FRAGMENTO DEL TEXTO:

• • •

Eran casi las 2 de la mañana cuando la urgencia se tranquilizó. Ya era hora de intentar descansar un poco. Por si acaso, antes de subir a la habitación, decidí asomarse a la sala de médicos para preguntar si tenían alguna duda que resolver. Mejor ahora que cuando ya esté en la cama, razoné.
La sala de médicos estaba casi vacía, en los cajetines no quedaba nada pendiente. No durarían demasiado en ese estado así que mejor aprovechar el momento. Al pasar por delante de las camas de Observación, entré para avisarles de que me retiraba.
- Buenas noches. ¿Necesitáis algo de mí antes de que me suba? - pregunté.
- En la cama 8 hay un paciente que te conoce. Es un enfermo terminal, no te has dado cuenta pero al verte te ha hecho una señal – me comentó una de las enfermeras del control.
- ¡Pobrecillo! Voy a saludarle - contesté.
Aunque no se pudiese hacer nada, el simple hecho de ver una cara conocida resulta tranquilizador. No obstante, en esta ocasión, al acercarme y oír su respiración, se me dispararon todas las alarmas. El aire apenas entraba y, lo peor de todo, el enfermo estaba casi agotado. A pesar de su estado, sonrió al verme. Trató de hablar pero tenía tan poco fuelle que no lo consiguió.
No podía quedarme quieta y permitir que muriese de una muerte agobiante. Debía hacer algo, y rápido, muy rápido. Llamé a la enfermera para que me diese la información que me faltaba mientras movía lo necesario.
- ¿Por qué ha ingresado?
- Ha venido esta tarde por disnea. No sé más.
- ¡Se está ahogando! Necesita que le abramos la vía aérea. Avisa a un celador. Voy a llevarle al quirófano.
Mientras el celador llegaba, empecé a empujar la cama, ya me pillarían por el camino. Me dirigí hacia el ascensor con una parada en el control de Urgencias mientras lo esperaba para poner sobreaviso al anestesista.

• • •

DATOS REGISTRADOS:

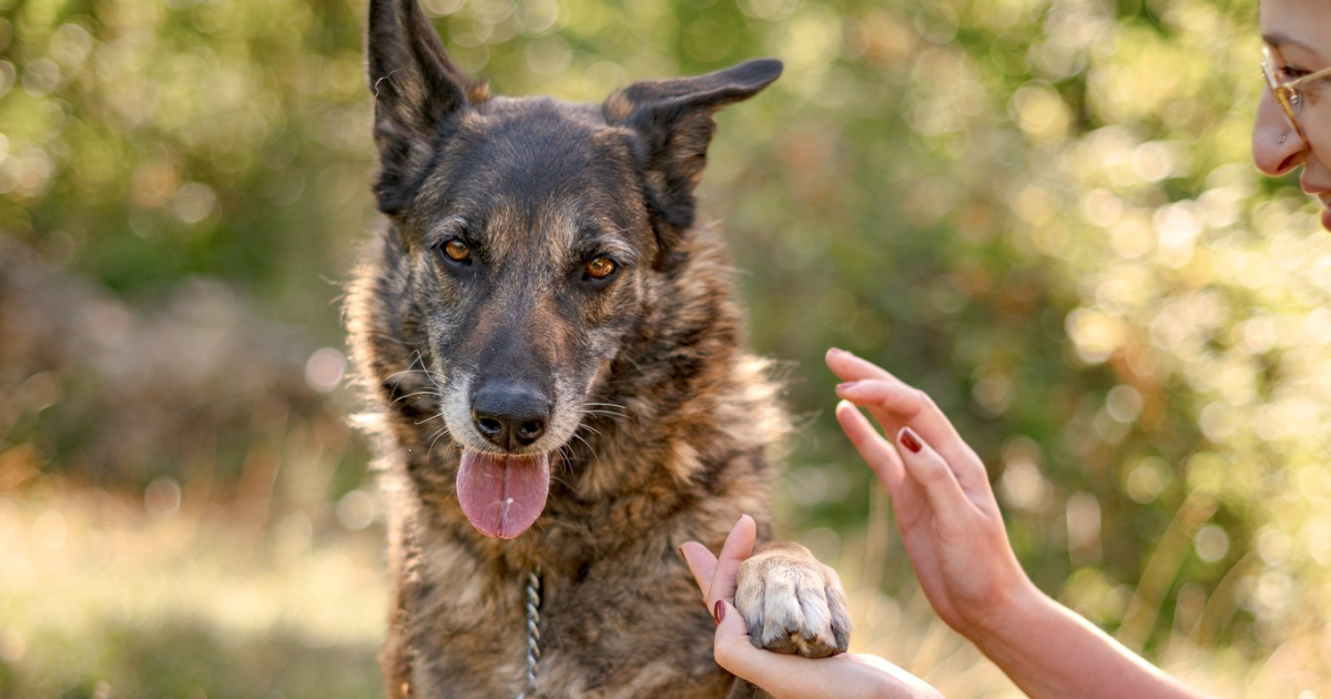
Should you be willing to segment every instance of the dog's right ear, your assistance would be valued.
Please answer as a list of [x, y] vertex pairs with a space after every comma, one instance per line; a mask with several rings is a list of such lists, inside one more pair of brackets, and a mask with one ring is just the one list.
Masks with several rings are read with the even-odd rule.
[[415, 197], [446, 122], [487, 92], [449, 59], [417, 0], [370, 0], [366, 56], [381, 165], [374, 193], [395, 216]]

• • •

TU TAREA:
Reescribe como lista breve el párrafo del relato que empieza con «Aunque no se pudiese hacer nada» y conserva sus datos principales.

RESPUESTA:
- Ver una cara conocida tranquiliza aunque no se pueda hacer nada.
- Al acercarme y oír la respiración del enfermo, se me dispararon todas las alarmas.
- Apenas le entraba aire y estaba casi agotado.
- Sonrió al verme, pero no pudo hablar por falta de fuelle.